### Okunacak metin
Paylaş
Son saniyeye kadar zorlamış, inanılmaz goller kaçırmış ama 1-1’lik skoru değiştirememişlerdi. ‘Yıkım’ gibi görünse de aslında bugünleri müjdeleyen bir ruhun dışa vurumuydu o görüntüler...
Sözünü ettiğim maçsa Beşiktaş-Trabzonspor maçıydı... Beşiktaş’ın başında Samet Aybaba, Trabzonspor’unsa Şenol Güneş vardı...
2012’den itibaren Beşiktaş futbol takımı sürekli gelişti. Aybaba, Bilic ve Güneş... Her hoca bir tuğla koydu. Statsız şampiyonluk yarışı verilirken çok acı çekildi.
Takım hamdı, pişti... Nihayetinde de üst üste iki şampiyonluk... Ve Şampiyonlar Ligi’nde gruptan terfi. Beşiktaş, futbolda 6 yılda kabuk değiştirdi. Ligde şampiyon olurken eskisi gibi sadece yoğun bir emekle mutlu sona kavuşmadı. Futboluna estetik de kattı: Yani Rıza Çalımbay ile simgeleşen çalışkanlık, Barcelona’dan esintiler sunan pas oyunu ile Quaresma’nın trivela ve rabona’larıyla bireysel olarak da süslendi...
VİTRİN DEVLER LİGİ
UEFA anlaşmasının da yardımıyla transferde açık vermemeyi de öğrenen Beşiktaş, Premier Lig’e oyuncu satar hale geldi. Bunu sağlayan en önemli etken de Şampiyonlar Ligi....
Cenk Tosun, sezon başında Premier Lig kapısından dönerken verilen teklif 10 milyon Euro’ydu. Aynı adam, 4 ay sonra 28 milyon Euro’ya gitti.
Çünkü bu 4 ayda Şampiyonlar Ligi’nde 4 gol atmıştı. Oysa ligdeki gol performansı geçen sezonun biraz daha gerisindeydi. Ama geçen sezon Şampiyonlar Ligi’nde sadece 1 gol atabilmişti. Bizim topraklar için en iyi vitrin Devler Ligi’dir... Yoksa Cenk, Fransa Ligi’nde olsaydı 80’e de 90’a da giderdi.
DÜNYA AÇILIMI ŞART
Beşiktaş’ın futboldaki başarısını kalıcı kılıp, tüm kulübü de dönüştürmeli. Esas olan sürdürülebilir başarıdır. Şu anki başarıya henüz ‘kalıcı’ diyemeyiz.

### Yazılı görev 1
Aşağıdaki kayıtlarda "tail" sözcüğünü içeren satırların her birini gösterir misin?

Bölge işaretleme öğeleri:
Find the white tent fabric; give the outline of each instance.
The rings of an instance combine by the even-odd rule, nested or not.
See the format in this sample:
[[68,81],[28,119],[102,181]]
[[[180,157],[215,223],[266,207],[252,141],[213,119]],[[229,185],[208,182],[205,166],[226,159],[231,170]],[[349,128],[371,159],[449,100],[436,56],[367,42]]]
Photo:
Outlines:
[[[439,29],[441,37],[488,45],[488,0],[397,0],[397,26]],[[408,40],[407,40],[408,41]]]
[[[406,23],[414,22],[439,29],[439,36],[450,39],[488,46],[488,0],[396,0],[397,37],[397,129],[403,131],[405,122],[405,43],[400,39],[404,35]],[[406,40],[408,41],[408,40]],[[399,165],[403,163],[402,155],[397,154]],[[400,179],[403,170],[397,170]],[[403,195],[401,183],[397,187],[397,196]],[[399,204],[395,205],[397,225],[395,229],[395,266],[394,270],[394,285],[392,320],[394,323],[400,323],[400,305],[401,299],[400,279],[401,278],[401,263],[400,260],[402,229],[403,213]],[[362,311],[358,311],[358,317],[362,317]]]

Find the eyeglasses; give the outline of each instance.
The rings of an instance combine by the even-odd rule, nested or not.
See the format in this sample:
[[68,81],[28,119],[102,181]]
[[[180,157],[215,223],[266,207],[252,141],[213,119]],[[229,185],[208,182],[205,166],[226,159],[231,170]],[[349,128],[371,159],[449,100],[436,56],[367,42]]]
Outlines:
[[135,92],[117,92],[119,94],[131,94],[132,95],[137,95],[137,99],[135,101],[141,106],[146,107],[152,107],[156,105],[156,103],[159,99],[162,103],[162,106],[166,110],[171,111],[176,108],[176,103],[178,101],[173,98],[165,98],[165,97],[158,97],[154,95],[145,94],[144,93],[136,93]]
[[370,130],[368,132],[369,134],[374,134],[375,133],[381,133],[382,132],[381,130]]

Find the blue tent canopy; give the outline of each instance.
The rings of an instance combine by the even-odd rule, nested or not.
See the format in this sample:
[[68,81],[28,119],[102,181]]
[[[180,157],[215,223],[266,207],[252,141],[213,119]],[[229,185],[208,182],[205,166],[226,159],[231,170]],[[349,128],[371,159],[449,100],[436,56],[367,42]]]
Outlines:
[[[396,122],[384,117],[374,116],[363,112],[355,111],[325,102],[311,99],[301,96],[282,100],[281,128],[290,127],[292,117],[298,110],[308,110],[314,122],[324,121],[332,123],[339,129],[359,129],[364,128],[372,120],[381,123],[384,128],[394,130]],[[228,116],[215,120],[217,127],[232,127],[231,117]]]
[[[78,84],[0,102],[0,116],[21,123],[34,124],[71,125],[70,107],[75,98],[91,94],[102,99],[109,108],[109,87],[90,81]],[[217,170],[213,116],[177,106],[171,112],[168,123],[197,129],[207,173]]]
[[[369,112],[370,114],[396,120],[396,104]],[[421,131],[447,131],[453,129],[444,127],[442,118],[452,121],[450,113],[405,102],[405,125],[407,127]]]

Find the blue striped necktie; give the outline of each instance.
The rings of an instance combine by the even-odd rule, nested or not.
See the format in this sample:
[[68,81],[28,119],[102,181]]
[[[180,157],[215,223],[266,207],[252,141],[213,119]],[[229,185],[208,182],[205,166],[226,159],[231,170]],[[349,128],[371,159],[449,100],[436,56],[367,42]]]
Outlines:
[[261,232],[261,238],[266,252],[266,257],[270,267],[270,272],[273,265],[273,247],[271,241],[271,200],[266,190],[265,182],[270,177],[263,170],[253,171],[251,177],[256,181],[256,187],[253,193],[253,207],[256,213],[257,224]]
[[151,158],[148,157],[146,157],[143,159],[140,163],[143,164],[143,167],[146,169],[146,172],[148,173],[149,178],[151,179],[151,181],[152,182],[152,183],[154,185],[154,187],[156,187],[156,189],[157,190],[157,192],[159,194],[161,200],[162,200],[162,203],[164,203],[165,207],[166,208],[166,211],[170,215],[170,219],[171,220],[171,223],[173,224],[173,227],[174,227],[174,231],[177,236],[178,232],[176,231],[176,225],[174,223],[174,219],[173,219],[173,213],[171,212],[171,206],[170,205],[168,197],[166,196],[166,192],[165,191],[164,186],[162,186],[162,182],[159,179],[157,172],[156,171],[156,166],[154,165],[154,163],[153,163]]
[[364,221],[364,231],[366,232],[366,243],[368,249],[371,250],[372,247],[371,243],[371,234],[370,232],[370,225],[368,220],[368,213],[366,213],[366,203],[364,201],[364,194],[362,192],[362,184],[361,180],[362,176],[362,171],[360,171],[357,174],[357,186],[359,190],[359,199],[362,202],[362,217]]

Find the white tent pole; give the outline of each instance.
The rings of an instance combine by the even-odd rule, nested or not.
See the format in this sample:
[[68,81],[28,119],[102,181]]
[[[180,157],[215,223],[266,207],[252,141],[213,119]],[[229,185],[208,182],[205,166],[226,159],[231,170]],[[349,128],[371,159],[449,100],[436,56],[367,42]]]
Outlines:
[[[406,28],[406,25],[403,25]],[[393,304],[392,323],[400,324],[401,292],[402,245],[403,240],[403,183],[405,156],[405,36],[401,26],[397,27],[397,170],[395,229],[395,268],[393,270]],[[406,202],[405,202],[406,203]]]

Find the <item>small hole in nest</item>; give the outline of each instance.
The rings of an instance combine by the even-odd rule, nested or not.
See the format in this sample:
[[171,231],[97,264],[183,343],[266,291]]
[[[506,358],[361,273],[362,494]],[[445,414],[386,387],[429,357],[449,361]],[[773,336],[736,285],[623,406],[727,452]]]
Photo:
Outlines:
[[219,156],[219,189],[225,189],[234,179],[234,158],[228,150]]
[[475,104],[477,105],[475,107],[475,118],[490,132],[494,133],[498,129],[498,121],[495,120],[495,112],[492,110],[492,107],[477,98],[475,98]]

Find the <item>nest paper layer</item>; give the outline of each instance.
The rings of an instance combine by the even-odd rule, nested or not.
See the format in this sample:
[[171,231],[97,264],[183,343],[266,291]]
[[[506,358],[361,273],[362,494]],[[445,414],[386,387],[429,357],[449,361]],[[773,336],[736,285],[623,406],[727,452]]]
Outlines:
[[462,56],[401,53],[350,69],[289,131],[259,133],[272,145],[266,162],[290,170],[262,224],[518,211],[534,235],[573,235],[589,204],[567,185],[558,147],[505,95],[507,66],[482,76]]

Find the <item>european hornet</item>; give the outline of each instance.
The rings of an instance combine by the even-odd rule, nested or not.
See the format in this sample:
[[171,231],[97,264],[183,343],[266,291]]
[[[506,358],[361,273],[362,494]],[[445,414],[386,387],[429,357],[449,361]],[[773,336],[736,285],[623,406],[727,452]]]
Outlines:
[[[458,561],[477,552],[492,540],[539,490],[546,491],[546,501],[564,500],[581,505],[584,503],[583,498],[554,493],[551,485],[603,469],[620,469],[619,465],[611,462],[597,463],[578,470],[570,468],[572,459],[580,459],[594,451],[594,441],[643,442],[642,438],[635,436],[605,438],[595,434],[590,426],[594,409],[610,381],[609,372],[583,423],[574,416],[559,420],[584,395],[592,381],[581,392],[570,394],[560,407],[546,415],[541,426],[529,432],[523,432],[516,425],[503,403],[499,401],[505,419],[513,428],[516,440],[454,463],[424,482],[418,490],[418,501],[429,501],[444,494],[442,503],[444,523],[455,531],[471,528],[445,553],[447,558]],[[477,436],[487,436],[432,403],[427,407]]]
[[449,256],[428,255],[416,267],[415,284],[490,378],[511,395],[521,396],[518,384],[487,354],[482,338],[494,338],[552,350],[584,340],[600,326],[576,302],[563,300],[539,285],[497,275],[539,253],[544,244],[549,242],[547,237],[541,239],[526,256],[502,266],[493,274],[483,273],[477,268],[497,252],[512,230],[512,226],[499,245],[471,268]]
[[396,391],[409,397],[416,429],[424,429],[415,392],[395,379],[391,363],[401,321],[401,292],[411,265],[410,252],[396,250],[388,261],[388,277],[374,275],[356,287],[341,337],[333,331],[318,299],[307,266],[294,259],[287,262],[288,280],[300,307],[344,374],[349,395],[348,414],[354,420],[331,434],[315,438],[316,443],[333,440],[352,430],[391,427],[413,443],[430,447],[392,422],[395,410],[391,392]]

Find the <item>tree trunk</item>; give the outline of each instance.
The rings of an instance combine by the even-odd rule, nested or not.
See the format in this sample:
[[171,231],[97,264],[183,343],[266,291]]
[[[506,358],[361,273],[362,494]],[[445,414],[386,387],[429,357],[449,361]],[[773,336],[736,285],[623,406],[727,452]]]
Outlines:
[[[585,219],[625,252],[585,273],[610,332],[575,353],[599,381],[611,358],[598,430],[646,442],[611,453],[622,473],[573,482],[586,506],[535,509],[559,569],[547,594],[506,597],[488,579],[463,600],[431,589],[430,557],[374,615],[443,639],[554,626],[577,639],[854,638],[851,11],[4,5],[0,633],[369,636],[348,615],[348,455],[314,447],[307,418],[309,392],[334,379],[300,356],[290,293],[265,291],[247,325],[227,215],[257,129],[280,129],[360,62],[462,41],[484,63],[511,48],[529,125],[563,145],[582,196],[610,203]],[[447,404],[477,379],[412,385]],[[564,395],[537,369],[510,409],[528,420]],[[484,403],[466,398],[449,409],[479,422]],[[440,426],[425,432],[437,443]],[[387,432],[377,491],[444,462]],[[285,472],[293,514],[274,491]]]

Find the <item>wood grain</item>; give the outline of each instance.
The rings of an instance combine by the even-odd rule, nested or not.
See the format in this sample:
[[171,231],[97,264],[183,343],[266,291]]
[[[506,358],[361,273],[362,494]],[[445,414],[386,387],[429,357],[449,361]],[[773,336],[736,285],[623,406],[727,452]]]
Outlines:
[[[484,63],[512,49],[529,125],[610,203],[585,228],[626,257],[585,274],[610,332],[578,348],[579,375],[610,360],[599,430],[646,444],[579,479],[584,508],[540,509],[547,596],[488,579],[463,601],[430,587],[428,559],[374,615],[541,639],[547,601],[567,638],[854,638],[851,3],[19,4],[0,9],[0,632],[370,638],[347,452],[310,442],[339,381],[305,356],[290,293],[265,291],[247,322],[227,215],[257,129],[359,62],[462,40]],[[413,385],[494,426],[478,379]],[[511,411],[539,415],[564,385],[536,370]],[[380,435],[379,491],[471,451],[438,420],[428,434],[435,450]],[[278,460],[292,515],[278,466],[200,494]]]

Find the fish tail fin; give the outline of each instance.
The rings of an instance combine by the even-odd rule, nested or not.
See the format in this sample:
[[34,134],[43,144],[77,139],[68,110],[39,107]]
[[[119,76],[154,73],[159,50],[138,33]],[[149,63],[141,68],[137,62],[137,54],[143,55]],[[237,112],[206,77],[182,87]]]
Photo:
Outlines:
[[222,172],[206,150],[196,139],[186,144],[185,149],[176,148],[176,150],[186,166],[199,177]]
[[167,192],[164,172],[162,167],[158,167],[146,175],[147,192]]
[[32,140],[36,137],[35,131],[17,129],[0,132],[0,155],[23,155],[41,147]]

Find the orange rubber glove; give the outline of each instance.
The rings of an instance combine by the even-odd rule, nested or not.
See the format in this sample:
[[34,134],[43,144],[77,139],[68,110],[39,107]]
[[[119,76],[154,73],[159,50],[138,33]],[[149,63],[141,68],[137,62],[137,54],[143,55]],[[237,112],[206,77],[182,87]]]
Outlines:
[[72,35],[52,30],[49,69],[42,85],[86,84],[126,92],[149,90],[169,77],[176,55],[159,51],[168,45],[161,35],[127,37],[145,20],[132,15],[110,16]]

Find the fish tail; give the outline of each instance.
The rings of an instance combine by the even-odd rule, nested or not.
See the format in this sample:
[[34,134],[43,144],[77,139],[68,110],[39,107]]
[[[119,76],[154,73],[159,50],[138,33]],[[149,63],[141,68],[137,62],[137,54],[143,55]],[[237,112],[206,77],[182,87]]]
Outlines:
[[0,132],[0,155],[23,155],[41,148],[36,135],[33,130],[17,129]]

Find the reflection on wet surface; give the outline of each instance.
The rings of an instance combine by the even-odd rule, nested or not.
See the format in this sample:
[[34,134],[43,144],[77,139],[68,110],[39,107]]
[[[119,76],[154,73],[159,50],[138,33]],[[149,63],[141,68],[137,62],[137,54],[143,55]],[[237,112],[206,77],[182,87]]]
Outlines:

### Yazılı görev 2
Beşiktaş yazısını "Çünkü bu 4 ayda" ifadesinden "henüz ‘kalıcı’ diyemeyiz." ifadesine kadar, "Fransa Ligi" yerine "İtalya Ligi" koyarak yeniden yazar mısın?

### Tamamlanmış yanıt 1
Find the fish tail fin; give the outline of each instance.
Find the fish tail; give the outline of each instance.

### Tamamlanmış yanıt 2
Çünkü bu 4 ayda Şampiyonlar Ligi’nde 4 gol atmıştı. Oysa ligdeki gol performansı geçen sezonun biraz daha gerisindeydi. Ama geçen sezon Şampiyonlar Ligi’nde sadece 1 gol atabilmişti. Bizim topraklar için en iyi vitrin Devler Ligi’dir... Yoksa Cenk, İtalya Ligi’nde olsaydı 80’e de 90’a da giderdi.
DÜNYA AÇILIMI ŞART
Beşiktaş’ın futboldaki başarısını kalıcı kılıp, tüm kulübü de dönüştürmeli. Esas olan sürdürülebilir başarıdır. Şu anki başarıya henüz ‘kalıcı’ diyemeyiz.